QUOTED PASSAGE:

* Start *

ATV stored in a barn, broken into mid-winter. $7,800 in damage and stolen accessories. Comprehensive responds; lay-up period kept liability premium reduced through the months you weren't riding.
How to read a motorcycle/rv policy.
The four things worth looking for on the dec page, in the order we read them.
The first page tells you who's actually covered, on what address, and under whose legal entity. A surprising number of policies have the wrong name, the wrong address, or a missing additional insured, and you don't find out until you file a claim. Cross-check it against your driver's license, your title or lease, and any contract that requires you to be insured.
Policy limits are abstract until you stack them against the assets they protect. A $300k liability limit feels generous in isolation; against a $1.2M home and a college fund, it isn't. Walk down each numbered line on your dec page and ask: if this were the cap on the worst day, would I be okay?
Page one shows you the base form. Pages four through twelve show you what the endorsements added, and, more importantly, what they took away. Water-damage exclusions, roof-payment schedules, named-storm deductibles, scheduled-valuables caps. These small numbered forms decide more claims than the headline limits do.
Carriers re-rate, re-form, and re-endorse policies at every renewal. If you keep last year's dec page, a side-by-side read takes ten minutes and tells you which limits drifted, which sublimits got cut, and which endorsements quietly disappeared. It's the single most useful habit in personal insurance.

* End *

STATED PROBLEM 1:
Answer these questions about the policy guide above:
(a) What was the dollar figure for damage and stolen accessories when the ATV in the barn was broken into?
(b) What should the first page of the policy be cross-checked against?
(c) How long does a side-by-side read of this year's and last year's dec pages take?
STATED PROBLEM 2:
Decide whether each statement agrees with the policy guide above. Answer yes or no, and quote the words that settle it.
(a) A $300k liability limit is enough against a $1.2M home and a college fund.
(b) The endorsements are shown on pages four through twelve.
(c) Carriers change a policy only when a claim is filed.
STATED PROBLEM 3: Write out the policy guide again, starting with "Carriers re-rate, re-form, and" and going on through "in personal insurance.", and replace "ten minutes" with "fifteen minutes".

LISTING:
* Start *

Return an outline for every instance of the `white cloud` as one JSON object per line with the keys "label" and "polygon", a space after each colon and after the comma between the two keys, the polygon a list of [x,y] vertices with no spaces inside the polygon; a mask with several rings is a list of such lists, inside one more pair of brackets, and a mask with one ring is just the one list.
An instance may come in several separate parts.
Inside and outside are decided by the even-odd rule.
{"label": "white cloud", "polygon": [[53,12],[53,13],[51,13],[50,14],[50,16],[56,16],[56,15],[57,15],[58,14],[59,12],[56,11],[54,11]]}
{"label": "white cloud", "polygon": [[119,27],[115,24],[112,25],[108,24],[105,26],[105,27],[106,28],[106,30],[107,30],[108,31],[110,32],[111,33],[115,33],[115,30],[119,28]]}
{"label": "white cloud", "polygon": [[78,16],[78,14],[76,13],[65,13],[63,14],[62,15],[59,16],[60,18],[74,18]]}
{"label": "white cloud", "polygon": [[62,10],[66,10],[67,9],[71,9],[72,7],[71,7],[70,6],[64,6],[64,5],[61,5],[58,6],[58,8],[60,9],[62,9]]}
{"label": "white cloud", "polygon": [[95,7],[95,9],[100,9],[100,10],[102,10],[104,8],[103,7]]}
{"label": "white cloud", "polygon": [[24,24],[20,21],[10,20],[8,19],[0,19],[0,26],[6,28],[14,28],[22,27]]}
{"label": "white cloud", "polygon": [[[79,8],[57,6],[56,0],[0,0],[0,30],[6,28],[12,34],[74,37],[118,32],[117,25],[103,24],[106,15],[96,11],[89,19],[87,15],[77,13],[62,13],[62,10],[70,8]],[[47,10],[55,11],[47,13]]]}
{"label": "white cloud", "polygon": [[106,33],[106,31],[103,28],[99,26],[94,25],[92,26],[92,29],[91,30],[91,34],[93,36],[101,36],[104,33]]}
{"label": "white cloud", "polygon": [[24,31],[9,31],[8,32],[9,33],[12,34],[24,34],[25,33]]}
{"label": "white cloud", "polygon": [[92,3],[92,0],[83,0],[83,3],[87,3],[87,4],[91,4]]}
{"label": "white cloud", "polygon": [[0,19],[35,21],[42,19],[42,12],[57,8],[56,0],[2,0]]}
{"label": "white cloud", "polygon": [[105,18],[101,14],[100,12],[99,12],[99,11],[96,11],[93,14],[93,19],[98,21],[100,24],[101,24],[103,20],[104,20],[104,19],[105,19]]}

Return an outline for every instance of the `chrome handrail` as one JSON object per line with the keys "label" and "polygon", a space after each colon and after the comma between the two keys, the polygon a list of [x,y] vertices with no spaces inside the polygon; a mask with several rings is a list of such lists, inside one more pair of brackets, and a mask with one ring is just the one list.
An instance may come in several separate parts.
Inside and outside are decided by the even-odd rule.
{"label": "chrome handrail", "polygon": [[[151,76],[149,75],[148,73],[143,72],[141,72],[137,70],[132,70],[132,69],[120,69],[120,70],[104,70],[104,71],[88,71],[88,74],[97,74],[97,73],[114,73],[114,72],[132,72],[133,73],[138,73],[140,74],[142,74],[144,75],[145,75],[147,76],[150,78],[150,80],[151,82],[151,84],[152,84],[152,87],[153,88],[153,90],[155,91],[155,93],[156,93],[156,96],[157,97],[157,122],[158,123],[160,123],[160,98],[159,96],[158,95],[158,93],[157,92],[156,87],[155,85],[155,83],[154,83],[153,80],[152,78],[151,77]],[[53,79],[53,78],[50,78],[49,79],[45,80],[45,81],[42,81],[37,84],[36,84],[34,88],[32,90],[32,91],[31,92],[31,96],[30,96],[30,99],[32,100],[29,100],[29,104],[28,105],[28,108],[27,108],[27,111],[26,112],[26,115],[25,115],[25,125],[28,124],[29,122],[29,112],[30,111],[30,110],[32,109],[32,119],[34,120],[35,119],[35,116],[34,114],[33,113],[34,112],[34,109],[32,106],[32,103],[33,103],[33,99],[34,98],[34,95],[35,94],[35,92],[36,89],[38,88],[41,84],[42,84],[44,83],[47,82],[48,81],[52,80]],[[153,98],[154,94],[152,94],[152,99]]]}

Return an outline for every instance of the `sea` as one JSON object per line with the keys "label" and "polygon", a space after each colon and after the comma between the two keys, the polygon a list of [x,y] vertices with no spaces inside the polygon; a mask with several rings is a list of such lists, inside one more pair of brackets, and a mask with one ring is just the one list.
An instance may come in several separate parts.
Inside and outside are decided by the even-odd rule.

* End *

CORRECT ANSWER 1:
(a) $7,800.
(b) Your driver's license, your title or lease, and any contract that requires you to be insured.
(c) Ten minutes.

CORRECT ANSWER 2:
(a) No: "against a $1.2M home and a college fund, it isn't."
(b) Yes: "Pages four through twelve show you what the endorsements added."
(c) No: "Carriers re-rate, re-form, and re-endorse policies at every renewal."

CORRECT ANSWER 3:
Carriers re-rate, re-form, and re-endorse policies at every renewal. If you keep last year's dec page, a side-by-side read takes fifteen minutes and tells you which limits drifted, which sublimits got cut, and which endorsements quietly disappeared. It's the single most useful habit in personal insurance.